(Excerpts from a dataset)
= = =

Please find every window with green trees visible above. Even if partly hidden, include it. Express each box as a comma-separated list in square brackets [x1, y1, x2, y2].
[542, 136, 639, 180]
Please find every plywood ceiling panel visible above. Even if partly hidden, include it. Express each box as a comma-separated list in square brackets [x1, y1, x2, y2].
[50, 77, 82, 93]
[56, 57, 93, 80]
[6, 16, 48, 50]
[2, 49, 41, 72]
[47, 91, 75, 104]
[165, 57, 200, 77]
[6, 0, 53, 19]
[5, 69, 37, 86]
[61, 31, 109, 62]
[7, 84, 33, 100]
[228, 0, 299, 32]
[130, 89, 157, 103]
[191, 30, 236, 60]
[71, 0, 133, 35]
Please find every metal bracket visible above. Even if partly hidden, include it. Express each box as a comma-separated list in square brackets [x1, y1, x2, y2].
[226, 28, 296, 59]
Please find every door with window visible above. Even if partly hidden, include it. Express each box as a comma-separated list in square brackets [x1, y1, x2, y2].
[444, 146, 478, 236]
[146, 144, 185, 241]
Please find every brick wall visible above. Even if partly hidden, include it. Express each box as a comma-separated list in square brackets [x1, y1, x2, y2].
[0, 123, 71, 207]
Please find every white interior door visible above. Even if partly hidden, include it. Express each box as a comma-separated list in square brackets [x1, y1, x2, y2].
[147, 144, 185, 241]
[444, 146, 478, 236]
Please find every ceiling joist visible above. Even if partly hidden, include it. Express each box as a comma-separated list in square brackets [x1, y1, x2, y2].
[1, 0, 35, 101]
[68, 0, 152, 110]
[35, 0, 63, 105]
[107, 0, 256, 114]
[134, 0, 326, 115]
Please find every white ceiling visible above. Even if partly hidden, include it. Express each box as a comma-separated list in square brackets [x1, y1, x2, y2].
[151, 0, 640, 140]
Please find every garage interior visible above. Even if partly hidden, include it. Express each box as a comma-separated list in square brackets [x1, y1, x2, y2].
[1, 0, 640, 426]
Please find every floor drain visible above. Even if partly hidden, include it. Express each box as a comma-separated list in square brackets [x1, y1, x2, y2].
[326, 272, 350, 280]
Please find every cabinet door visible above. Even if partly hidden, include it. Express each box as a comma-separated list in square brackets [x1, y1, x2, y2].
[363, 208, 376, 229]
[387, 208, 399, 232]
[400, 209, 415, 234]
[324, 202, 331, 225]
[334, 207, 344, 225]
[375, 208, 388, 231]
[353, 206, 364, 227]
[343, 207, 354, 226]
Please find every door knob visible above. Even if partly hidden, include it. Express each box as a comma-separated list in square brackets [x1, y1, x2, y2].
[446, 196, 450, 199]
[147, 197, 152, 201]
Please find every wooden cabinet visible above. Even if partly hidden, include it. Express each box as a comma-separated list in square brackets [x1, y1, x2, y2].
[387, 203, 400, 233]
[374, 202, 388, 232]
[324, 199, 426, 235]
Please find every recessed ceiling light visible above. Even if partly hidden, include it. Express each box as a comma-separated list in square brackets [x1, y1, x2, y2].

= = =

EXERCISE DETAILS: For this task, please set down every entry exactly, with no line left out.

EXERCISE RESULT:
Please find every window with green trees visible above. Even if partly hidden, include it. Express each box as a comma-separated list in square brackets [x1, y1, x2, y2].
[542, 136, 639, 180]
Please find every plywood ceiling panel visible above. Even if partly hidden, include it. Express each box as a comma-separated list in square brackets [x1, y1, x2, y2].
[50, 77, 82, 93]
[56, 57, 93, 80]
[6, 16, 48, 50]
[2, 49, 41, 72]
[47, 91, 75, 104]
[165, 57, 200, 77]
[6, 0, 53, 19]
[5, 69, 37, 86]
[61, 31, 109, 62]
[7, 84, 33, 100]
[228, 0, 299, 32]
[130, 89, 157, 103]
[191, 30, 236, 60]
[71, 0, 133, 35]
Please find every metal bracket visible above. Even if partly hidden, include it. Express each box as a comma-separated list in square brackets [x1, y1, x2, y2].
[226, 28, 296, 59]
Please find every door with window visible above. Even if partly hidden, include it. Express each box as a comma-separated list in square brackets [x1, y1, x2, y2].
[444, 146, 478, 236]
[146, 144, 185, 241]
Please find every brick wall visible above. Even if partly hidden, include it. Express each box as a comma-separated list in square brackets [x1, y1, x2, y2].
[0, 123, 71, 207]
Please find every white interior door visible above. Even if partly hidden, include it. Express each box as a comma-separated list in square brackets [x1, y1, x2, y2].
[147, 144, 185, 241]
[444, 146, 478, 236]
Please find every ceiling joist visible above. Even if partly hidden, include it. Express each box as a comma-separated list in square brackets [x1, y1, x2, y2].
[1, 0, 35, 101]
[68, 0, 152, 110]
[35, 0, 63, 105]
[107, 0, 256, 114]
[134, 0, 326, 115]
Please find every white ceiling visible above. Even if partly hidden, include it. Express each box as a comma-separated list in square brackets [x1, y1, x2, y2].
[151, 0, 640, 140]
Please find every garage interior visible above. Even if partly hidden, include it. Express each box as a comma-separated list in square brackets [x1, y1, x2, y2].
[1, 0, 640, 426]
Please find every floor drain visible above. Even if partly hidden, include it. Express each box as a comma-separated list in square brackets [x1, y1, x2, y2].
[326, 272, 350, 280]
Please find every cabinet door visible above. Even if partly hidden, include it. Express each box as a comma-separated list in square brackets [x1, y1, x2, y2].
[363, 208, 376, 229]
[387, 208, 399, 232]
[400, 209, 415, 234]
[324, 202, 331, 225]
[334, 207, 344, 225]
[375, 208, 388, 231]
[353, 206, 364, 227]
[343, 207, 354, 226]
Please find every door knob visible above. Even if partly hidden, include it. Express each box as a comma-separated list in square brackets [x1, y1, x2, y2].
[446, 196, 450, 199]
[147, 197, 152, 201]
Please find every wooden cabinet visible above. Even if partly hidden, include it. Express each box as a comma-separated list in square brackets [x1, y1, x2, y2].
[387, 203, 400, 233]
[374, 202, 388, 232]
[324, 199, 426, 235]
Please find every recessed ceiling light visible above. Even if partly hidden, include it. Express each box as a comma-separated list in square brackets [x1, y1, x2, y2].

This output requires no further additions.